■ **WHAT YOU ARE ASKED TO DO**
Convert every line of the items below into a JSON list of strings, one string per line, leaving out blank lines.

++++++

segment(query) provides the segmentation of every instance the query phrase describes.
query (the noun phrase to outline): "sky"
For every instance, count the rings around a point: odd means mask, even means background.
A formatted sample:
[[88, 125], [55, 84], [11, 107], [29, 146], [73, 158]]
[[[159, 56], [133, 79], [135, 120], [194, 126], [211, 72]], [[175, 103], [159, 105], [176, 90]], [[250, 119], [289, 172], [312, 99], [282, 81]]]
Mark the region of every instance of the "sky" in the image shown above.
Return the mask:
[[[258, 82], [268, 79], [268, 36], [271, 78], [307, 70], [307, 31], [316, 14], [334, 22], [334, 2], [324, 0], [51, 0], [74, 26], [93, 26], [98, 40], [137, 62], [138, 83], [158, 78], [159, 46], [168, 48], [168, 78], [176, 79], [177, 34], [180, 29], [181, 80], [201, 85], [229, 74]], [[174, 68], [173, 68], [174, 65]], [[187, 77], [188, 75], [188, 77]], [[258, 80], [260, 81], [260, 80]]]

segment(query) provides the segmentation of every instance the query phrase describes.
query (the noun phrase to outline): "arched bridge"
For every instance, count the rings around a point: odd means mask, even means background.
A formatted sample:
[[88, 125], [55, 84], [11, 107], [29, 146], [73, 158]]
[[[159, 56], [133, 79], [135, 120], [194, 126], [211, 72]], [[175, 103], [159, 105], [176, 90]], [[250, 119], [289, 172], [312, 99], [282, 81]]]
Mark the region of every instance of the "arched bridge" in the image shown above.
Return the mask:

++++++

■ **ANSWER BELOW**
[
  "segment(query) provides the segmentation of every instance the query phrase describes.",
  "query (the noun phrase to outline): \"sky\"",
  "For every instance, count the rings around a point: odd means mask, even means background.",
  "A formatted sample:",
  "[[88, 125], [55, 84], [11, 107], [29, 146], [73, 158]]",
  "[[[159, 56], [133, 79], [135, 120], [194, 126], [211, 72]], [[175, 103], [159, 105], [176, 90]], [[250, 119], [289, 172], [312, 99], [282, 81]]]",
  "Mark the region of every instance of the \"sky\" in the image shown above.",
  "Return the mask:",
  "[[[258, 82], [268, 79], [268, 36], [271, 78], [307, 70], [307, 31], [316, 14], [334, 22], [334, 2], [324, 0], [51, 0], [74, 26], [93, 26], [98, 40], [137, 62], [138, 83], [158, 78], [159, 46], [168, 48], [168, 78], [176, 79], [177, 34], [180, 29], [181, 80], [201, 85], [229, 74]], [[174, 68], [173, 68], [174, 65]], [[187, 77], [188, 75], [188, 77]], [[258, 80], [260, 81], [260, 80]]]",
  "segment(query) provides the segmentation of every instance the query phrase describes.",
  "query (the noun phrase to outline): \"arched bridge\"",
  "For every instance, count the rings around a point: odd means mask, even means background.",
  "A formatted sample:",
  "[[88, 125], [55, 84], [11, 107], [29, 146], [73, 158]]",
  "[[[159, 56], [133, 79], [135, 120], [194, 126], [211, 72]], [[175, 103], [159, 105], [176, 90]], [[250, 119], [289, 172], [312, 99], [282, 81]]]",
  "Mark the region of every instance of the \"arched bridge\" in the image shown above.",
  "Return the mask:"
]